━━ Data shown ━━

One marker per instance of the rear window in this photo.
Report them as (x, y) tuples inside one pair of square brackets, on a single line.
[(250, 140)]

━━━
━━ Data shown ━━

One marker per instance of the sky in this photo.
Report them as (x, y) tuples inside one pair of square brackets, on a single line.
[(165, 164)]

━━━

» **Set problem**
Retype the entries from the line containing "One marker per instance of the sky" through the line containing "[(165, 164)]", including both of those lines.

» **Answer for the task**
One marker per instance of the sky in this photo.
Report them as (x, y) tuples inside one pair of square brackets, on a single line.
[(165, 164)]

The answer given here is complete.